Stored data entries

>>>

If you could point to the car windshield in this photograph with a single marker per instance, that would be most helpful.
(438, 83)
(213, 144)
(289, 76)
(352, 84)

<<<

Work instructions: Retype the entries in full. Keep every line identical.

Output for this task:
If you could point to the car windshield in this photograph with a single marker per instance, that would be most helpful.
(438, 83)
(213, 144)
(289, 76)
(352, 84)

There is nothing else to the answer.